> [STATED PROBLEM 1]:
In the blog post on innocence that follows, which 17th-century mystic does the writer draw on for ideas about innocence?

> [PAGE TEXT]:
Playing With Words: Innocence

Playing With Words



Joseph Anthony

What was your word,
Jesus? Love?  Affection? Forgiveness?

All your words were one
word: Wakeup!

–Antonio Machado



I have been
fascinated by the concept (for lack of a better word) of innocence for quite a
number of years now (this blog is called, “The Wonder Child Blog,” after
all).  Innocence means a lot of different
things to a lot of different people. 
Some people believe once you “lose” it you can never get it back
again.  Some believe we weren’t born
innocent; that there was only one–well two, if you count his mother–innocent
beings to ever walk the planet.  Still others
believe innocence is a magical thing that we can grow back into no matter how
old we become or what happens to us.

What follows
are a few reflections on innocence.  Before
I share them however, it’s best to begin at the beginning: with a little
etymology. I will also use a few ideas about innocence from the 17th
century mystic, Emmanuel Swedenborg.  No
other philosopher or mystic had more to say on the subject of innocence as he
did.  For Swedenborg, the entire cosmos
hinges on innocence, but more on that in a minute.

The word, innocent, comes from the Latin and means
“not guilty, not harmful, and blameless (Online Etymology Dictionary).” Around
1200 it became associated with sin and evil, as in not-sinful and not evil
(ibid). And in the 1400’s it began to mean “pure.”  Most interesting to me is that innocence is
related to the word “noxious,” as in, “not-noxious
(nocere) (ibid).”  And of course, noxious, means “hurtful or poisonous.”
Lastly, the “nocere,” Latin roots are related to the Proto-Indo-European
“nek-ro,” which means, “death,” (necro
is a Greek word for “dead body”) (ibid). 

Many people
would say we are born innocent only to be corrupted by the world later on.  Interestingly, Swedenborg said that the
innocence of infancy is only the beginning; that it’s wonderful in itself; that
it’s a picture of spiritual innocence, but that it’s actually not complete
innocence (Arcana Celestia).  According
to Swedenborg, innocence involves “the willingness to be led,” and being in a
state of love and wisdom (ibid).  It is
something we grow into.  This is why
certain older folks are so delightfully child-like in their old age—they have
fused the wisdom of their experiences with love, they are consciously innocent,
one could say.

> [STATED PROBLEM 2]:
Reproduce the rows below verbatim, starting at the line holding "Mark each instance of the green tree" and continuing through the last of the rows, with both ends included.

> [TASK INPUTS]:

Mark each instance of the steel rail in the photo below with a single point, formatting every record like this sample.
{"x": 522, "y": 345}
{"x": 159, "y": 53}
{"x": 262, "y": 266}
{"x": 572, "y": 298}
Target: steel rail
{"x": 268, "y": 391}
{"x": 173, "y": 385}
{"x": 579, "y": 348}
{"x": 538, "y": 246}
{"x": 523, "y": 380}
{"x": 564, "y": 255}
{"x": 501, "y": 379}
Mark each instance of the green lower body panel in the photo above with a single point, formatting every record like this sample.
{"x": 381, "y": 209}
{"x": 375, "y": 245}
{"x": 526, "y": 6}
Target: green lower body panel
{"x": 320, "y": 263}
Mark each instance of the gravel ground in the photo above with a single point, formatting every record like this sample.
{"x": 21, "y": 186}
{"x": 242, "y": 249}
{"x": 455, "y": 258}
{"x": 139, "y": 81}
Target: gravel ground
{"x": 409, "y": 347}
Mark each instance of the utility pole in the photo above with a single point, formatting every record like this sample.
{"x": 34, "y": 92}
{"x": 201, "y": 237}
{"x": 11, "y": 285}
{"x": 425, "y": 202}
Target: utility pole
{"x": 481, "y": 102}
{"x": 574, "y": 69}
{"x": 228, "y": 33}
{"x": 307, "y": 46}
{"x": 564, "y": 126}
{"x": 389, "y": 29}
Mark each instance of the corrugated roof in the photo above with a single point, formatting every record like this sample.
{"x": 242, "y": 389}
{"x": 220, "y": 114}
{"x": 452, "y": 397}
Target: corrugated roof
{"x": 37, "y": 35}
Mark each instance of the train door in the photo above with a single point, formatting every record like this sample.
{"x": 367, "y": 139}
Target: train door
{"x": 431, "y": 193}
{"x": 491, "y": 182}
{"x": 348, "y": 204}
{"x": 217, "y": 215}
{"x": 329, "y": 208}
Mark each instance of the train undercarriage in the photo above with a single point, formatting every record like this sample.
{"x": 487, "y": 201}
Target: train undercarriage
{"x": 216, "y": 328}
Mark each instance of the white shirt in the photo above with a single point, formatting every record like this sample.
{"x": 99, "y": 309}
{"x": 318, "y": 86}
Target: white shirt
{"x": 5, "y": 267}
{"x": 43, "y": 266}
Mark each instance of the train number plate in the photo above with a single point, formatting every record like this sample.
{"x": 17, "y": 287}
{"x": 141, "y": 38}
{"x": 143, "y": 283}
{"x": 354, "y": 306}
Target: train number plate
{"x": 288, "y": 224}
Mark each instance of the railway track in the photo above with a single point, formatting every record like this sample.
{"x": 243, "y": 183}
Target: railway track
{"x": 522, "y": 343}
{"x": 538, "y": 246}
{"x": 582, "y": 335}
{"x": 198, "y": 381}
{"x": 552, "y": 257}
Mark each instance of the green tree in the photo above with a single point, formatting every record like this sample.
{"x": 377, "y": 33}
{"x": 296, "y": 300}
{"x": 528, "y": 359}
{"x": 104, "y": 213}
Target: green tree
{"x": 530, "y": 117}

> [TASK ANSWER 1]:
Emmanuel Swedenborg

> [TASK ANSWER 2]:
Mark each instance of the green tree in the photo above with a single point, formatting every record like this sample.
{"x": 377, "y": 33}
{"x": 296, "y": 300}
{"x": 528, "y": 359}
{"x": 104, "y": 213}
Target: green tree
{"x": 530, "y": 117}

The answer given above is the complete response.